__WHAT IS EXPECTED__.
Reproduce every one of the records below word for word, and leave the pictures out of your copy.

__GIVEN DATA__.

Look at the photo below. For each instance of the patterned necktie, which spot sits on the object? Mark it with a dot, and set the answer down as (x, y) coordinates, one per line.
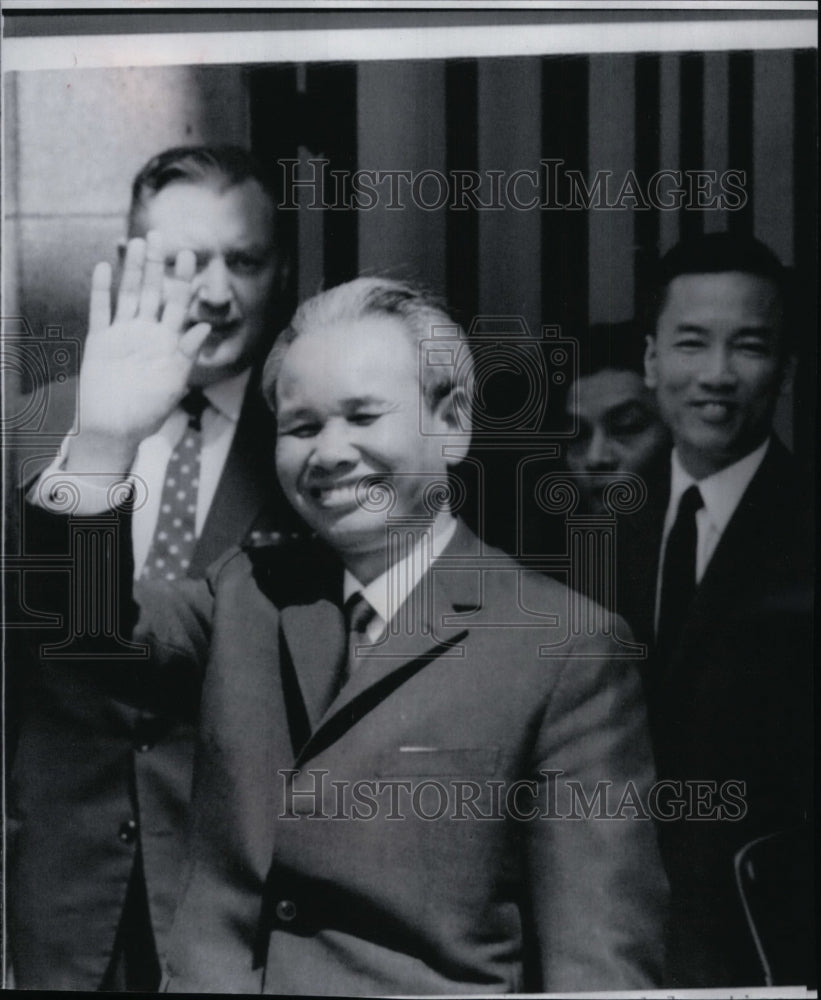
(175, 534)
(358, 615)
(678, 581)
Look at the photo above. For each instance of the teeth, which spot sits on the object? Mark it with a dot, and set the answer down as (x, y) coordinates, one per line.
(715, 409)
(334, 495)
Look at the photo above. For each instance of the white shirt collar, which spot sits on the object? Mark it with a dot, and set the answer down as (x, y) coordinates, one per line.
(388, 592)
(722, 491)
(226, 396)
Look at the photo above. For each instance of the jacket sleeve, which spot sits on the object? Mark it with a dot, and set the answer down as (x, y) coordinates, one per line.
(598, 892)
(147, 643)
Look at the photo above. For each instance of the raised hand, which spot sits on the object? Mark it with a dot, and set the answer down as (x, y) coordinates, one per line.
(135, 368)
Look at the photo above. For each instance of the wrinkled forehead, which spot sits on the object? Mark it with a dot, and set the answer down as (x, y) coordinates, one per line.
(737, 297)
(349, 359)
(212, 199)
(593, 396)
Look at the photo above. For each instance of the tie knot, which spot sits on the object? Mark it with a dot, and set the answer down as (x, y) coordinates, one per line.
(358, 614)
(194, 403)
(691, 501)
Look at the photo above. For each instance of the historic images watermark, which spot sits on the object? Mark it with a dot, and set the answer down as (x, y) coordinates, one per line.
(552, 186)
(314, 795)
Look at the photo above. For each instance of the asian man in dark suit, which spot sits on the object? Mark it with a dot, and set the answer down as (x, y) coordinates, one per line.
(717, 576)
(100, 789)
(397, 811)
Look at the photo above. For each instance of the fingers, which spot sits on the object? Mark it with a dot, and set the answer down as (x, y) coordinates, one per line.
(99, 309)
(153, 277)
(193, 339)
(131, 282)
(178, 290)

__ANSWER TO THIS TASK__.
Look at the photo below. For each instance of the patterned necktie, which spot sits on the object? Mark it with a dot, and set the answer down as (x, y) coordinates, one per line.
(175, 534)
(358, 615)
(678, 581)
Look at the photo above. For each instance of the teeth, which spot sits on the object? Mark it with a dot, and set the answer down as (x, y) coordinates, one per line.
(715, 409)
(334, 495)
Look at the photo above. For each instance of the white shirt collar, which spot sits on the object? Mark it with a dot, and set the answer down as (x, y) coordinates, one per line.
(388, 592)
(722, 491)
(226, 396)
Look at the photo above. For each instance of the jacket sleeve, which spot sits on the object? Mark it with a dot, and set the answer down as (x, y) coordinates, one per line.
(598, 892)
(147, 643)
Look at the photo above. For each instance of the raised hand, which spot sits on the object? Mark it with a dot, and set the answer down as (x, y) coordinates, one per line.
(135, 368)
Look at the photo above. For each instance of the wrinkled forehead, which spot sits on the object? Mark it with a dot, and set the answer down as (x, y) coordinates, one per line.
(737, 297)
(349, 359)
(212, 199)
(593, 396)
Look at the photo above. For each instance of the tie knot, which spot sits on the object? Mark it with a dot, and set the answer down as (x, y) coordinates, one per line.
(358, 614)
(194, 403)
(691, 501)
Look at the photo above. For each instance of the historic images watermark, which spot sits on the object? Mark it with a dot, and set the answer down as (x, y) coordinates, one per line.
(552, 186)
(314, 795)
Look at the photo above. For each instance of the asian man in dark suit, which spot sits on the object? Mark it with a dot, and set the answer down as (x, y) coordinates, one per line.
(717, 576)
(100, 789)
(397, 811)
Look at the photo above. For each instance of the fingers, which spot sits on the object? Mark it with a dot, and set the answer down as (x, y) coordinates, one per line.
(99, 309)
(153, 277)
(193, 339)
(131, 282)
(178, 290)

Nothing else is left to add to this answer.